TRAVAIL À FAIRE:
A. Répondez aux questions suivantes à partir du passage sur les médaillons :
(i) À quelle adresse se trouve la maison en pierre de la Renaissance dont les médaillons ont été rapprochés par Arcisse de Caumont ?
(ii) Quelle inscription accompagne le seul médaillon représentant une femme sans homme en regard ?
(iii) Comment Théodore de Jolimont interprète-t-il ces médaillons ?
B. Poursuivez le passage sur les médaillons après sa dernière phrase.

EXTRAIT PROPOSÉ:
-.-.-
Arcisse de Caumont signale dans sa Statistique monumentale du Calvados que certains médaillons portent des légendes qu'il a rapprochées, pour le style et le contenu, des légendes des quatre médaillons d'une maison en pierre de la Renaissance située au 17, rue de Geôle[13], [note 3]. Ces médaillons représentent des hommes et/ou femmes, de face ou de profil, antiques ou modernes[1].
Sur la courtine, les médaillons sont disposés de telle manière que les représentations d'hommes font face à celles des femmes. Un seul médaillon représente une femme sans homme en regard. Ce médallion est accompagné de l'inscription PUDICICIA VINCIT AMOREM (« La chasteté est plus forte que l'amour »)[13], empruntée aux Triomphes de Pétrarque[2], [11]. Deux autres médaillons étaient ornés de devises ayant trait à l'amour extraites des Triomphes : AMOR VINCIT MORTEM (« L'amour est plus fort que la mort ») autour de la tête d'une femme et MORS VINCIT PUDICICIAM (« La mort est plus forte que la chasteté ») autour de la tête d'un homme[2], [11].
Cet ensemble de médaillons pourrait donc représenter une allégorie amoureuse[13]. D'autres historiens de l'art, comme Théodore de Jolimont, les interprètent plutôt comme des figures d'empereur et de divers personnages historiques[11].
-.-.-
MATÉRIEL FOURNI:

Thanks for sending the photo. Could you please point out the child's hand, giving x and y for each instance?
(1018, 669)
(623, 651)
-.-.-
RÉPONSES SUCCESSIVES:
A.
(i) Au 17, rue de Geôle.
(ii) PUDICICIA VINCIT AMOREM (« La chasteté est plus forte que l'amour »).
(iii) Comme des figures d'empereur et de divers personnages historiques.

B.
L'un des médaillons de la tour ouest représente une femme entourée par deux hommes[20]. Arcisse de Caumont relève que ce médaillon porte l'inscription « C'EST MA DORICHE ET AMIE »[13]. Il a donc été interprété comme une représentation de Dorica, une courtisane célèbre de l'Antiquité, célébrée par Strabon. Cette lecture a toutefois été contestée par Guillaume-Stanislas Trébutien qui lit NORICHE et non DORICHE[11], [21].
Sur un meneau plus grand que les autres, est représenté un personnage tricéphale avec l'inscription IANUS[11], bien que Janus est censé être bicéphale.
Au début du XIXe siècle, la tour avait perdu la presque totalité de ses merlons et les médaillons sculptés qui correspondaient semblent avoir été réemployés en incrustation dans les maçonneries des deux tours[14]. Après son classement en 1862, le manoir fait l'objet d'une restauration d'ensemble qui a permis de remettre en place ces médaillons[8]. Des moulages de neufs médaillons ont été réalisés pour le compte du musée de la sculture comparée[21], [22] et font aujourd'hui partie des collections de la Cité de l'architecture et du patrimoine. Lors de l'une des restaurations de l'édifice en 1980, une grande partie des médaillons et les statues de la tour ouest, très endommagés par les conditions climatiques et la pollution, ont été déposés dans la collection lapidaire gérée par le musée de Normandie[8], [23].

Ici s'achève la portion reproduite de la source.